- OBJECTIVE -
Your copy of the material must match it exactly, except that pictures are dropped.

(Object position labeling entries)
***
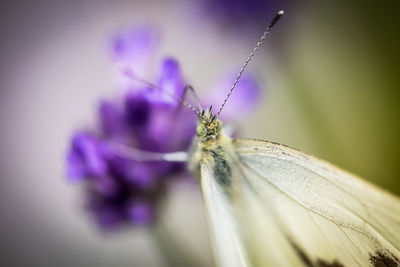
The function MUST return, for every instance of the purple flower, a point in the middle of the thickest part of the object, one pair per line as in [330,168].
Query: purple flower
[241,14]
[122,190]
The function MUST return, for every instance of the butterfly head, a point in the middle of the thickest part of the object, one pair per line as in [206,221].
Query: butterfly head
[209,127]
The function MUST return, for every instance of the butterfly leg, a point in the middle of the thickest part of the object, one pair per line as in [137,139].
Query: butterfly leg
[146,156]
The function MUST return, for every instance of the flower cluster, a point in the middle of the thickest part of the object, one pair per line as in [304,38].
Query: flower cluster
[122,190]
[241,14]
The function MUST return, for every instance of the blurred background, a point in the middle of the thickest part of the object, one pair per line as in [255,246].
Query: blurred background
[330,79]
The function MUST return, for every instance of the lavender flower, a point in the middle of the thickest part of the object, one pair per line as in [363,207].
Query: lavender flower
[240,14]
[120,190]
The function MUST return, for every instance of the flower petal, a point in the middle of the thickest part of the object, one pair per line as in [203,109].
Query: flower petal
[242,101]
[140,212]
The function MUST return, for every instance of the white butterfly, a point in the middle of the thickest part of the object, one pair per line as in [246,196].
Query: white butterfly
[271,205]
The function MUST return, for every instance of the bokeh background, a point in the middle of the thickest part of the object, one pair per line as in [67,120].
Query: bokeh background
[330,73]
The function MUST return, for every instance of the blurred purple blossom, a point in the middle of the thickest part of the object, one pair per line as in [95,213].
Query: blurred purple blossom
[240,15]
[120,190]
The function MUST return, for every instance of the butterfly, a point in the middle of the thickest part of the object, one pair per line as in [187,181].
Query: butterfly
[272,205]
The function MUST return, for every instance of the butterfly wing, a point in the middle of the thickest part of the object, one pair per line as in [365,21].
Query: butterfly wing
[285,208]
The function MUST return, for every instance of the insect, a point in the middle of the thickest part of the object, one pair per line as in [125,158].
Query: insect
[271,205]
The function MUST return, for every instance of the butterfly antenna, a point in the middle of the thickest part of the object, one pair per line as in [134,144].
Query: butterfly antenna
[273,22]
[133,76]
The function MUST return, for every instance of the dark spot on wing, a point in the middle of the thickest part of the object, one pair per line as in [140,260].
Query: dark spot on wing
***
- TASK RESULT -
The function MUST return, for every instance of the purple flower, a point in the middle of the thickest part of the object, one pair per line as in [330,168].
Query: purple flower
[241,14]
[122,190]
The function MUST return, for every instance of the butterfly head, a point in the middle of the thickest part of the object, one pair per line as in [206,221].
Query: butterfly head
[209,127]
The function MUST return, for every instance of the butterfly leg, a point in the middle of the thickest part of the object, one pair per line as in [137,139].
Query: butterfly leg
[146,156]
The function MUST return, for every instance of the flower cluster, a point in the middle of the thickest part of the object, one pair per line as in [304,38].
Query: flower cluster
[122,190]
[241,14]
The function MUST return, for every instance of the blurred background, a point in the middle of the thickest part of the object, one pair per line as in [255,246].
Query: blurred background
[330,79]
The function MUST return, for every instance of the lavender flower, a point in the middle of the thickest part of the object, one pair per line as in [363,207].
Query: lavender flower
[240,14]
[120,190]
The function MUST return, for every instance of the flower petal, a point in the middle of the thickest part of the object, one pair per line as in [203,109].
Query: flower petal
[242,101]
[140,212]
The function MUST return, for every instance of the white butterfly, a point in the middle of the thickest part of the object, one pair per line as in [246,196].
Query: white butterfly
[271,205]
The function MUST return, for every instance of the bokeh background, a point in the middle of the thickest part of the object, one pair per line as in [67,120].
Query: bokeh background
[330,73]
The function MUST return, for every instance of the blurred purple blossom, a point in the middle of the thickest part of the object, one pair per line as in [95,213].
Query: blurred purple blossom
[240,15]
[120,190]
The function MUST return, for every instance of the butterfly, a point in the middle of the thickest part of the object, one pair per line as in [187,181].
Query: butterfly
[272,205]
The function MUST return, for every instance of the butterfly wing, a point in the middle of the thickest part of the object, one pair per line as in [365,21].
Query: butterfly wing
[285,208]
The function MUST return, for every instance of the insect, a point in the middle of the thickest part of the object, one pair per line as in [125,158].
Query: insect
[271,205]
The function MUST return, for every instance of the butterfly antenna, a point in the middle of the thickest part of the object, one pair per line as in [134,144].
Query: butterfly antenna
[273,22]
[133,76]
The function MUST return, for every instance of the dark spot on wing, a point in the middle of the thickest part of the object, one pair per line as in [140,260].
Query: dark spot on wing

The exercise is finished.